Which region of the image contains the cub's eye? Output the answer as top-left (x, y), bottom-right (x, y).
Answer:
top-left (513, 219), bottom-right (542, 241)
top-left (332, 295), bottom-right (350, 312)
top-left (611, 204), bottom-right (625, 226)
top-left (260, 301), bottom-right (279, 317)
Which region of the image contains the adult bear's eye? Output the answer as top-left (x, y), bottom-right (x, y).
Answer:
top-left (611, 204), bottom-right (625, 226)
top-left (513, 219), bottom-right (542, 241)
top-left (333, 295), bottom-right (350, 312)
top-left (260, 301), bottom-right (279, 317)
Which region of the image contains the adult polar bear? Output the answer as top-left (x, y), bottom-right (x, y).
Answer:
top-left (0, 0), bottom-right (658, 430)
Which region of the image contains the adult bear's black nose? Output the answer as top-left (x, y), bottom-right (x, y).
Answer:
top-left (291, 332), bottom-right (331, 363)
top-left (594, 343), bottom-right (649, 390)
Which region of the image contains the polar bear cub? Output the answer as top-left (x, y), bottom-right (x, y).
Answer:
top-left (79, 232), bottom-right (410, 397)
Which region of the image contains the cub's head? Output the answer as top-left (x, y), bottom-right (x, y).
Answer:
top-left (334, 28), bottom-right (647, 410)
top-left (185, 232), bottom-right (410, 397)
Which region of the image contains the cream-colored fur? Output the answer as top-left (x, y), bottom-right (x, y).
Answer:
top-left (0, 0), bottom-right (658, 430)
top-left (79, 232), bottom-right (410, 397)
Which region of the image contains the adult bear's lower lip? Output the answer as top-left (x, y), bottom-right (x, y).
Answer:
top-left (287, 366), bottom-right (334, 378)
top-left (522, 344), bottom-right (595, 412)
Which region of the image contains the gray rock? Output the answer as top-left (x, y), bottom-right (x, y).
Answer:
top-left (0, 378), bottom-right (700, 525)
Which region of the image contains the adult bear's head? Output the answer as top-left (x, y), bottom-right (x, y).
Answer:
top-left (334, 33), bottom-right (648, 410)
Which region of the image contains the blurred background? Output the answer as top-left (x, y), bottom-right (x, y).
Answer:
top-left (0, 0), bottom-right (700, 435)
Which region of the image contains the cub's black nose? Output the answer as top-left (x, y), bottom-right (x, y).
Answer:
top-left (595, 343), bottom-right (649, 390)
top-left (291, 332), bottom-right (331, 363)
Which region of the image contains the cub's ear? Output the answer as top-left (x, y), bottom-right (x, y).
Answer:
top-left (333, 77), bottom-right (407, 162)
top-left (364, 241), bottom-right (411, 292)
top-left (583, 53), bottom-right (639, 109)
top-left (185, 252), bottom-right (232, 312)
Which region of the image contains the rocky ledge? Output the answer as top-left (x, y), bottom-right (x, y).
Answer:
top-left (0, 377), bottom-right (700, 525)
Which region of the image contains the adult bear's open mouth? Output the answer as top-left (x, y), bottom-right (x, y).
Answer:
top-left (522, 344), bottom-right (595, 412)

━━━

[Challenge]:
Rewrite the records from the line containing "Which region of the image contains the cub's head?" up to and including the line containing "top-left (0, 0), bottom-right (700, 435)", replacing "cream-colored fur" with "white fur" and leaving everything else unchanged.

[Answer below]:
Which region of the image contains the cub's head? Output the answer as top-left (x, y), bottom-right (x, y).
Answer:
top-left (334, 28), bottom-right (647, 410)
top-left (185, 232), bottom-right (410, 397)
Which region of the image contains the white fur? Output the answer as top-left (x, y), bottom-right (x, y).
Answer:
top-left (0, 0), bottom-right (658, 430)
top-left (79, 232), bottom-right (410, 397)
Which region of the image contains the adult bear's lower lip? Output the answer as top-left (x, y), bottom-right (x, y).
Answer:
top-left (287, 366), bottom-right (334, 378)
top-left (522, 344), bottom-right (595, 412)
Which region of the image contains the gray rock? Output the answer as top-left (x, y), bottom-right (x, y).
Answer:
top-left (0, 378), bottom-right (700, 525)
Which region of the image contains the adult bear's head? Output the answer as top-left (x, y), bottom-right (x, y).
Answer:
top-left (334, 33), bottom-right (648, 410)
Which region of the image contains the blurred background? Output the answer as top-left (x, y), bottom-right (x, y).
Answer:
top-left (0, 0), bottom-right (700, 435)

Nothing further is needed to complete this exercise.